**Consigna:**
Escribe la continuación del texto sobre la canción «Creep» y las ganas de encajar, empezando justo después de su última frase.
+++ Fragmento elegido
Vuelvo estos días a “Creep”, la canción de Radiohead. “I’m a creep, I’m a weirdo”. What the hell am I doing here? I don’t belong here" ("Soy un inadaptado, un raro. ¿Qué diablos hago aquí? No encajo en este lugar”). Para algunos, el tema es un tributo del rock alternativo al desencanto y, para otros, una historia de desamor, inseguridad y deseo no correspondido, sobre todo en el plano del amor propio. Suban el volumen, no se corten. Él o ella querían ser vistos, querían ser especiales. Como todos. No hay nadie que no busque la validación y el afecto, y que no los intercambie por otros cromos si no los encuentra.
Dicen que todos nuestros traumas empiezan en la infancia; y que de ahí crecen heridas y tiritas que, con los años y los daños, nos hacen ser capaces (o no) de lidiar con el rechazo, de encajar en la sociedad y de renunciar a hacerlo cuando duele, aunque se nos quede el alma más vacía que una casa en época de mudanza.
Andamos por la vida con un boquete entre pecho y garganta. Buscando estímulos. Algo liviano. Algo fácil para apagar el ruido e ir lidiando con las consecuencias de vivir vidas y situaciones que ya no nos caben en las costuras. Pero el ruido centrifuga desde dentro. Por eso pienso que “Creep” está más vigente que nunca en esta sociedad de insatisfacciones y realidades paralelas al otro lado de la pantalla del móvil, de abusos escolares y de tantas disociaciones a las que nos sometemos para intentar encajar o, al menos, resistir.
Entre ellas, la infección que cada día se come la seguridad de muchas de las mujeres que conozco. Mujeres trabajadoras, inteligentes, voluntariosas y extremadamente pacientes con la crueldad ajena. Mujeres que quieren hacerlo bien, obedecer, cumplir, estar a la altura y ser listas sin molestar.
++++++
+++ Datos aportados
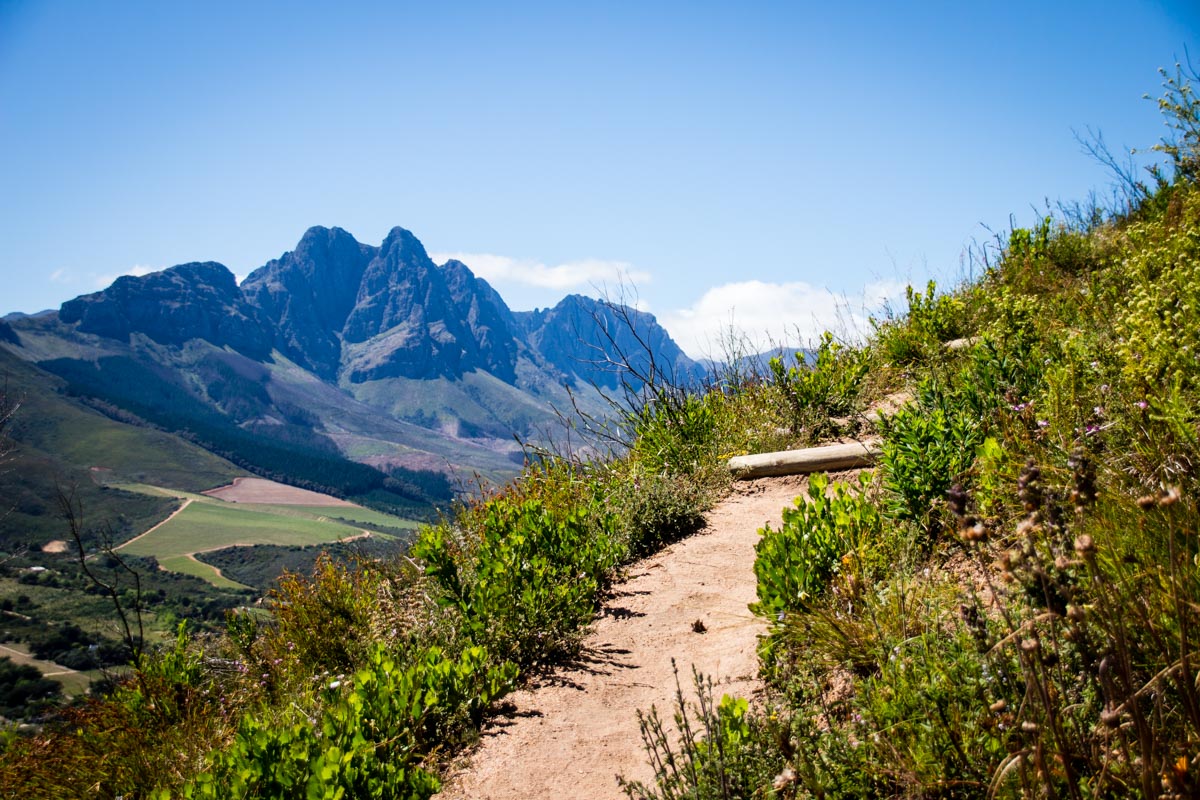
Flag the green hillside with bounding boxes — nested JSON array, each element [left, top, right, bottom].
[[7, 67, 1200, 800], [0, 347, 246, 552]]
++++++
**Resultado del ejercicio:**
El precio que se acaba pagando es el de la desconexión de la propia intuición, la aversión a la ambición y la lucha por la propia validación. Y el terror íntimo, ficticio y constante, de que descubran que no sabes, que no vales lo que dicen y que no debes ocupar la silla que ocupas. La sensación de insuficiencia permanente, incluso cuando no hay lógica ni evidencias que sostengan ese sentimiento que alguien bautizó como síndrome de la impostora.
Y, mientras, al lado de cada mujer hay una niña de 8 años que la mira desde el borde de la cama de la habitación en la que crecieron, como si hubiera pasado una eternidad desde la última vez que se sintieron suficientes. Mi niña de 8 años se juró que nunca sería secretaria porque creía que en ningún otro trabajo tendría que obedecer tanto ni tantas veces a lo largo del día. A veces pienso qué queda de nosotras, y cómo hemos aprendido a elegir algunas batallas para no perdernos del todo.
No quiero ser injusta. Hay hombres fabulosos, e incluso también los hay que sufren el síndrome del impostor. Cuentan que Cicerón se lamentaba en sus cartas de no ser lo que parecía ser ante los ojos del pueblo romano; y que el mismo Julio César lloró amargamente a los pies de la estatua de Alejandro Magno mientras reconocía: “A mi edad, Alejandro ya había conquistado el mundo.”
Pero, en el caso de las mujeres, la epidemia es patente. Y frustrante. Conozco a mujeres que llevan años sosteniendo la cordura y la economía de sus familias y que cuidan a sus padres gravemente enfermos mientras ellas mismas están sometiéndose a un tratamiento contra el cáncer. Mujeres que han llamado a la puerta del infierno para ayudar a un hijo si ha hecho falta; que han soportado dobles y triples jornadas dentro y fuera de casa; que han emprendido, han triunfado y han fracasado y vuelto a empezar. Han tendido puentes cuando todo estaba perdido y han perdonado lo imperdonable por no causar un problema. Han callado para proteger la paz, han mentido para hacer digerible la verdad y han dicho la verdad aun cuando sólo recibían oscuridad. Ustedes no saben lo insoportable que es escucharlas decir, cíclicamente, que se sienten un fraude. Un fraude total.
Como si lo que no fuera un fraude total es intentar encajar en un mundo tan desconectado de su propósito como deshumanizado.